Data to process:
++++++++++++++++++++
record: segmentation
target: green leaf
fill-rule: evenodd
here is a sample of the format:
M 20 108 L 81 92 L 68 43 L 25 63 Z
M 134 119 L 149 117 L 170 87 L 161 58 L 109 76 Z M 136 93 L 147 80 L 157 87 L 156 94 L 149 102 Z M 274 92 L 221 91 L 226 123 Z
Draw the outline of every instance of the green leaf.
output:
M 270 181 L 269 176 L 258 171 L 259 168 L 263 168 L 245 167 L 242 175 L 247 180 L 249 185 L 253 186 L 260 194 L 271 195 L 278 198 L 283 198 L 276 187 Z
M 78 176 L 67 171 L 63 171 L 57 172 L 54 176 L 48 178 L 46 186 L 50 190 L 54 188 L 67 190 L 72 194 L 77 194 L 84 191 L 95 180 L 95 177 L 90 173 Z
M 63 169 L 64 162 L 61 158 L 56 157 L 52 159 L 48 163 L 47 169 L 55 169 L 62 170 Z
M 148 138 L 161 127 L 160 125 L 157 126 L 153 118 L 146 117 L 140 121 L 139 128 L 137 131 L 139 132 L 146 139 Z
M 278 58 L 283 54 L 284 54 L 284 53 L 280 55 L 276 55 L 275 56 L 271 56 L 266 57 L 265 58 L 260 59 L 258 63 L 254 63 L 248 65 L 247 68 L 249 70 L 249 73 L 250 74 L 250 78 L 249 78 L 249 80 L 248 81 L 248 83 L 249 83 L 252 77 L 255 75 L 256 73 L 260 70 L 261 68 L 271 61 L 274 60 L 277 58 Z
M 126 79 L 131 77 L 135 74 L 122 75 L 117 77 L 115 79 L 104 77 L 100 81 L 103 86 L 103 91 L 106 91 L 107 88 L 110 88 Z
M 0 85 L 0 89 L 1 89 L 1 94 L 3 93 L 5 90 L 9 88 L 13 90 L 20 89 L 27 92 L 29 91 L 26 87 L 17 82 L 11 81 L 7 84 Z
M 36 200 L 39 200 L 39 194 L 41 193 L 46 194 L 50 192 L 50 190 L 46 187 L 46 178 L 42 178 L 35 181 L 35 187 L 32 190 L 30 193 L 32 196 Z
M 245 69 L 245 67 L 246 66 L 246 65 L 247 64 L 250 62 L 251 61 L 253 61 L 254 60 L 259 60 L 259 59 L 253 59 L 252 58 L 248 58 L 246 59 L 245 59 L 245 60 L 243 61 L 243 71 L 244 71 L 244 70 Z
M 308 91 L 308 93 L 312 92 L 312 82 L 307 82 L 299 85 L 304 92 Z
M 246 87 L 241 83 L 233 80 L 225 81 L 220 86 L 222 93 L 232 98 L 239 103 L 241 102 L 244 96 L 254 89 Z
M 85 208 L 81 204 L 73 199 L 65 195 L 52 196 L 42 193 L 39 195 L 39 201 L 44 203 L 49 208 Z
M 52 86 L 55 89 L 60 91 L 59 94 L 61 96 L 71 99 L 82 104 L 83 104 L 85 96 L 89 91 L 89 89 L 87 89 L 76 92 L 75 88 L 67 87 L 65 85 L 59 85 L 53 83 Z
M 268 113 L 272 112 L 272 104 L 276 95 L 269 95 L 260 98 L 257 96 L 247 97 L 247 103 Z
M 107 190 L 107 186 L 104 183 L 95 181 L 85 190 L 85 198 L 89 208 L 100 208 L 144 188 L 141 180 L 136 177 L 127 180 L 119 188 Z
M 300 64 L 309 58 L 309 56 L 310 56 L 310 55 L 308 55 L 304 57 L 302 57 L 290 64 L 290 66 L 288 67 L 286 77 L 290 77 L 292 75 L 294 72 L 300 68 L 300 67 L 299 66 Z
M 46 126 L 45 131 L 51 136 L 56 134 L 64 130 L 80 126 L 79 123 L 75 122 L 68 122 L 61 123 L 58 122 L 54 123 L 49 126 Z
++++++++++++++++++++
To be done:
Reproduce the material without any change, starting with its first line and going on through the line that contains "M 0 85 L 0 89", with that line included.

Solution:
record: segmentation
target: green leaf
fill-rule: evenodd
here is a sample of the format:
M 20 108 L 81 92 L 68 43 L 25 63 Z
M 134 119 L 149 117 L 170 87 L 161 58 L 109 76 Z M 136 93 L 147 80 L 157 87 L 156 94 L 149 102 Z M 274 92 L 221 91 L 226 123 Z
Draw the outline of every instance of the green leaf.
output:
M 270 181 L 269 176 L 258 171 L 259 168 L 263 168 L 245 167 L 242 175 L 247 180 L 249 185 L 253 186 L 260 194 L 271 195 L 278 198 L 283 198 L 276 187 Z
M 78 176 L 67 171 L 63 171 L 57 172 L 54 176 L 48 178 L 46 186 L 50 190 L 54 188 L 67 190 L 72 194 L 77 194 L 84 191 L 95 180 L 95 177 L 90 173 Z
M 63 169 L 64 162 L 61 158 L 56 157 L 52 159 L 48 163 L 47 169 L 55 169 L 62 170 Z
M 148 138 L 161 127 L 160 125 L 157 126 L 153 118 L 146 117 L 140 121 L 139 128 L 137 131 L 139 132 L 146 139 Z
M 278 58 L 283 54 L 284 54 L 284 53 L 280 55 L 276 55 L 275 56 L 271 56 L 266 57 L 265 58 L 260 59 L 258 63 L 254 63 L 248 65 L 247 68 L 249 70 L 249 73 L 250 74 L 250 78 L 249 78 L 249 80 L 248 81 L 248 83 L 249 83 L 252 77 L 255 75 L 256 73 L 260 70 L 261 68 L 271 61 L 274 60 L 277 58 Z
M 126 79 L 131 77 L 135 74 L 122 75 L 117 77 L 115 79 L 104 77 L 100 81 L 103 86 L 103 91 L 106 91 L 107 88 L 110 88 Z
M 0 85 L 0 89 L 1 89 L 1 94 L 3 93 L 5 90 L 9 88 L 13 90 L 20 89 L 27 92 L 29 91 L 26 87 L 17 82 L 11 81 L 7 84 Z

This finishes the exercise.